+++ DATA EXTRACT +++

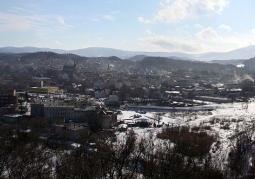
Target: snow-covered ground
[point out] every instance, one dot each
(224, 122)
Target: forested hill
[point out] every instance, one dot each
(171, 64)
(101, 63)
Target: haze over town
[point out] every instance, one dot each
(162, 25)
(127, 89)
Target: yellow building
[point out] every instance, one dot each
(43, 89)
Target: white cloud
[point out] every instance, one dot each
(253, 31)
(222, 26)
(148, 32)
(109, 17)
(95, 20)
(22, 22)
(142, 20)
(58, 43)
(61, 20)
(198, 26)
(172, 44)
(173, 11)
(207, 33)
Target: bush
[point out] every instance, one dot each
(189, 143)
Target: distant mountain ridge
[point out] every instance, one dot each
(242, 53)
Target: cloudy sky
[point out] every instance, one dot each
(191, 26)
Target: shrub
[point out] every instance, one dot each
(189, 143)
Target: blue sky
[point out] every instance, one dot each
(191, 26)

+++
+++ DATA EXTRACT +++

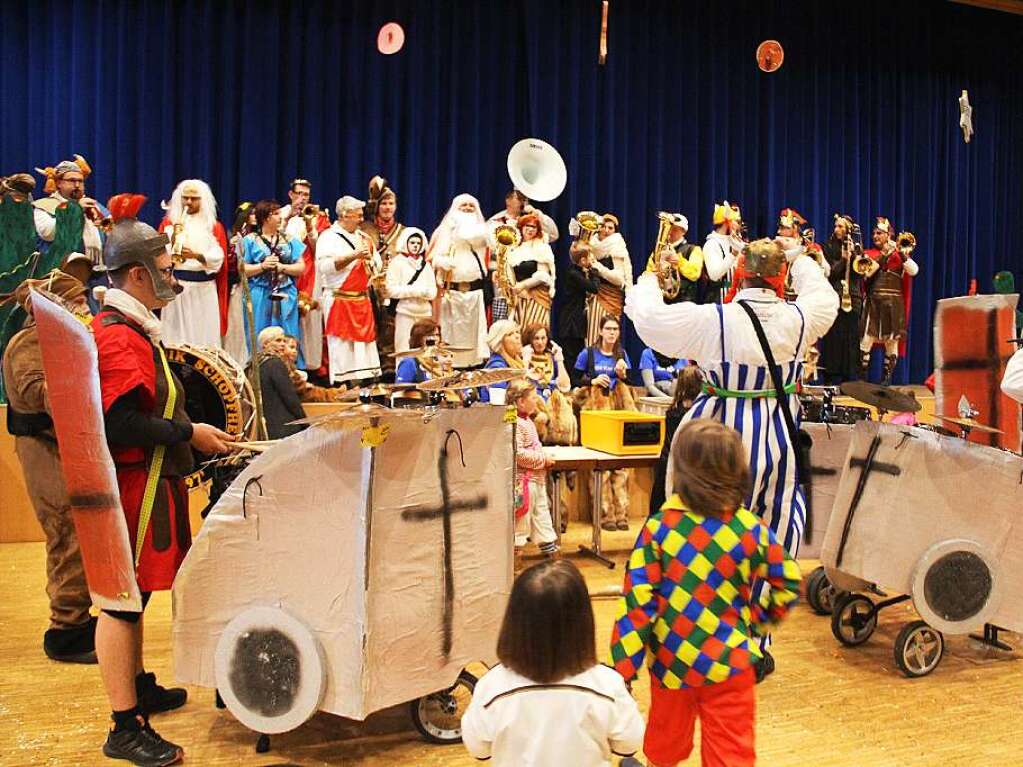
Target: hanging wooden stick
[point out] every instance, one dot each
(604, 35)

+++

AIM OF THE EXERCISE> How many lines of the records above contain the string "Target", matching its case exactly? Reply with the number alone.

RIGHT ANSWER> 11